----- Supplied material -----

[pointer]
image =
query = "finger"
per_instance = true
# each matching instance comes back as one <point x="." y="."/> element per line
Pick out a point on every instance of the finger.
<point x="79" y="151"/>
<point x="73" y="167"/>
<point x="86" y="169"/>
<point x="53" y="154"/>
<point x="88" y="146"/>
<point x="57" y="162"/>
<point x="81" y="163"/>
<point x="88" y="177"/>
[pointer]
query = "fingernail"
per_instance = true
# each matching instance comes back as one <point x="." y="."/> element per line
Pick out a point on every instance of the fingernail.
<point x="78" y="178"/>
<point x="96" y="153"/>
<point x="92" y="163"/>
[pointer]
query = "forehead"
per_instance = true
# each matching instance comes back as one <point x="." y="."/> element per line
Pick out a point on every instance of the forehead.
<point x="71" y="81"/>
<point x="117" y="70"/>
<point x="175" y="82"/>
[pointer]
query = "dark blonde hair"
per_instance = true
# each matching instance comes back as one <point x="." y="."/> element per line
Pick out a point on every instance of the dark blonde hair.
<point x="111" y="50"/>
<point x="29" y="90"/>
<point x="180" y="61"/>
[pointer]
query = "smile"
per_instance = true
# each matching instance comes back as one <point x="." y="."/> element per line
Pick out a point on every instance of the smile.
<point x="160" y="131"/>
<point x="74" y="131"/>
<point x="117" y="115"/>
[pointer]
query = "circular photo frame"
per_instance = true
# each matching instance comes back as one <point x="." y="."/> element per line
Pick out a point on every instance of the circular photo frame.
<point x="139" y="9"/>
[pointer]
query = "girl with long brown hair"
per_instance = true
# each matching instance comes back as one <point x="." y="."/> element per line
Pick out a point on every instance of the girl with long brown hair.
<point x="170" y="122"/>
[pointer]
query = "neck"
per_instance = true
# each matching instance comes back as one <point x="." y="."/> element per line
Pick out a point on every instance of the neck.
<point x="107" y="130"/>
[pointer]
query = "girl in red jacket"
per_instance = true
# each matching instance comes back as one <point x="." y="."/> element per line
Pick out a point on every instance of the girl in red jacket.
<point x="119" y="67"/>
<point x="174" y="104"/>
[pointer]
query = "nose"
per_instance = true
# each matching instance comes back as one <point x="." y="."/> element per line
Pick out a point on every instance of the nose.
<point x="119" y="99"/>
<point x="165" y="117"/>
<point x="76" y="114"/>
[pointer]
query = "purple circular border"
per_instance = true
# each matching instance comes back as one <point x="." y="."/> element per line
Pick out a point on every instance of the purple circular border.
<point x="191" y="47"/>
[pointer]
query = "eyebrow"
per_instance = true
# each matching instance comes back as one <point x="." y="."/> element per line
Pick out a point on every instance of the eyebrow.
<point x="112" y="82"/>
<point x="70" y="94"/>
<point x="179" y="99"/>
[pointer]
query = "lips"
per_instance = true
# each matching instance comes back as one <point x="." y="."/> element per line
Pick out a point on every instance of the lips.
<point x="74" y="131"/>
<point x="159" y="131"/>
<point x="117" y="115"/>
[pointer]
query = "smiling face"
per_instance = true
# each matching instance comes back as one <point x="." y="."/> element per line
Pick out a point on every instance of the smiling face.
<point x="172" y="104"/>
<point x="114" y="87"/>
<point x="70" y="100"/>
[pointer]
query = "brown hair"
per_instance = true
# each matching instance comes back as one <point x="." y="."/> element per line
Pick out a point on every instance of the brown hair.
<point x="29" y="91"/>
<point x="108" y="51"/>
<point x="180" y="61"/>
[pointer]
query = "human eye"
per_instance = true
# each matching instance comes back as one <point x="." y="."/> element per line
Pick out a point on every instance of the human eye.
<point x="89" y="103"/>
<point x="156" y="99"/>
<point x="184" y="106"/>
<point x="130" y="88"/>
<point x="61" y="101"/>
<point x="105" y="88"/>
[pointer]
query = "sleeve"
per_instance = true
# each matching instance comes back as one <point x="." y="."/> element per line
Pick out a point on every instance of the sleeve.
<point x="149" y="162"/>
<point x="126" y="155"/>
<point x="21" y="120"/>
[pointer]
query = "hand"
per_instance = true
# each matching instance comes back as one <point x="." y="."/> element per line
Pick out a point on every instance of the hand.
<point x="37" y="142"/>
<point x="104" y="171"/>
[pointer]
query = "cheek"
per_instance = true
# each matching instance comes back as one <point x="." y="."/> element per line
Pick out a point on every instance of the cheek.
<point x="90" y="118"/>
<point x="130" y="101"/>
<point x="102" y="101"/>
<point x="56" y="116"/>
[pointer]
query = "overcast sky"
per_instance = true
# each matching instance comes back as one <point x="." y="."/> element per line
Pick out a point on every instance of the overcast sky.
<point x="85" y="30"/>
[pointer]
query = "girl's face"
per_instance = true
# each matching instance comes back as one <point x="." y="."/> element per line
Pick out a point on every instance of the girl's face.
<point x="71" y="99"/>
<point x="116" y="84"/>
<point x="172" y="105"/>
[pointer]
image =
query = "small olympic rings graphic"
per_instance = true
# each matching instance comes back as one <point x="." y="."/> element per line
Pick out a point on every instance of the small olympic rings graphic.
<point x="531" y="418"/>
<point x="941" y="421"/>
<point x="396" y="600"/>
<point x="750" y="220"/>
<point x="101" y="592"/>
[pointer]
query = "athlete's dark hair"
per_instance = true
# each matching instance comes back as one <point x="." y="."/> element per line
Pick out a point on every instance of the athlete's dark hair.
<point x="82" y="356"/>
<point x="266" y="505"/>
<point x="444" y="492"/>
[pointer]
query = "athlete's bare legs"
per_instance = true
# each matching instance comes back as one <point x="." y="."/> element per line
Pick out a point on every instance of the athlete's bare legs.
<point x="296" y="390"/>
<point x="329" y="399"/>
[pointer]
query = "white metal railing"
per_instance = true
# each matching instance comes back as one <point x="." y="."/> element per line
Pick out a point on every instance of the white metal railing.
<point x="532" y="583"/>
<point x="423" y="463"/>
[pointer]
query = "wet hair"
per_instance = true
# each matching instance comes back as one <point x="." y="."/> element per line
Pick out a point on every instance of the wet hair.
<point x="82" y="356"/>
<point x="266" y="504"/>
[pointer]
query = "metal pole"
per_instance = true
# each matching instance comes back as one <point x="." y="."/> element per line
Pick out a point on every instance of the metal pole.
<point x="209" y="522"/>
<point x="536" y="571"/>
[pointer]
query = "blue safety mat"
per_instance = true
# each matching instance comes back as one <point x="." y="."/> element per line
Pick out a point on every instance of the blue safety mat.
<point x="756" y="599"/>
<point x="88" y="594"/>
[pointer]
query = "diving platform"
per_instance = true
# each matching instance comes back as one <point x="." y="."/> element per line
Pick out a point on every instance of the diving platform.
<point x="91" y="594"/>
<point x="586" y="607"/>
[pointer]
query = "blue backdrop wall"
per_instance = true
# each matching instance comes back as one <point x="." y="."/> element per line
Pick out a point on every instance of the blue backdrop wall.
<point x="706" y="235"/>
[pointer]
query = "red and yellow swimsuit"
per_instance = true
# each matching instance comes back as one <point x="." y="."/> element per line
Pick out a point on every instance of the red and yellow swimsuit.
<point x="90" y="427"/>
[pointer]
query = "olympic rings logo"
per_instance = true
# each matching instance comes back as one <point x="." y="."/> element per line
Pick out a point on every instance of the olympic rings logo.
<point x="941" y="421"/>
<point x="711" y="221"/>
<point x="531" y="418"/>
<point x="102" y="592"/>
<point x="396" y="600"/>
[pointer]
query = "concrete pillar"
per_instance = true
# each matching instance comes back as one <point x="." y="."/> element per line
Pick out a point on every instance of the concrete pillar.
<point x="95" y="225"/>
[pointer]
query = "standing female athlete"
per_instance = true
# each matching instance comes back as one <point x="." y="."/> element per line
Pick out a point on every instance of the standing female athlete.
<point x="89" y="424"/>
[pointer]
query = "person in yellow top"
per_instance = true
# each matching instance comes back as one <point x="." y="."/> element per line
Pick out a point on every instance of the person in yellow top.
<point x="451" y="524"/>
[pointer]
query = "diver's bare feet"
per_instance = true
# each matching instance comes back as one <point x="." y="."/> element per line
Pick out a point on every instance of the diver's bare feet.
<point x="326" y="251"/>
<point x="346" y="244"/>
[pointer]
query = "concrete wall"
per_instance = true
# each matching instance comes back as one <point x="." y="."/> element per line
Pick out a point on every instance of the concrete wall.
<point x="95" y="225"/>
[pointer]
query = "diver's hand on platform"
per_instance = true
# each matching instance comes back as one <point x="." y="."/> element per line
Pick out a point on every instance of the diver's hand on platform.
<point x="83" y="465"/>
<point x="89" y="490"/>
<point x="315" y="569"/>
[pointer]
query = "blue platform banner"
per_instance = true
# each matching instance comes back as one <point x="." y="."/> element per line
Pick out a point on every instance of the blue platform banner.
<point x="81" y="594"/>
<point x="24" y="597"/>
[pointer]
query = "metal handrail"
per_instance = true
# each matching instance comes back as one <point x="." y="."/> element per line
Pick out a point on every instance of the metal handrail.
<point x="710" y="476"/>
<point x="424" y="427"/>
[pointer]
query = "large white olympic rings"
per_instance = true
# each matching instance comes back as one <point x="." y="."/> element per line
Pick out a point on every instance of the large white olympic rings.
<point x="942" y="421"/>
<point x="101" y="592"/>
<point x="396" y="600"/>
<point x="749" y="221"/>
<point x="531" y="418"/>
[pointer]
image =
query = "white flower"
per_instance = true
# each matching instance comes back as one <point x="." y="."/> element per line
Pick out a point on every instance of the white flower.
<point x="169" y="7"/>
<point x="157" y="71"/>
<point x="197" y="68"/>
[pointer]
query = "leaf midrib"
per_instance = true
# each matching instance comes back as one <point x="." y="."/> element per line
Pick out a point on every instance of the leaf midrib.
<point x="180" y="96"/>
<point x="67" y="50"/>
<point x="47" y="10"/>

-----

▶ **Task description**:
How many lines of the listing above contain the string "feet"? Case matters. Give only the number.

▶ **Problem solution**:
2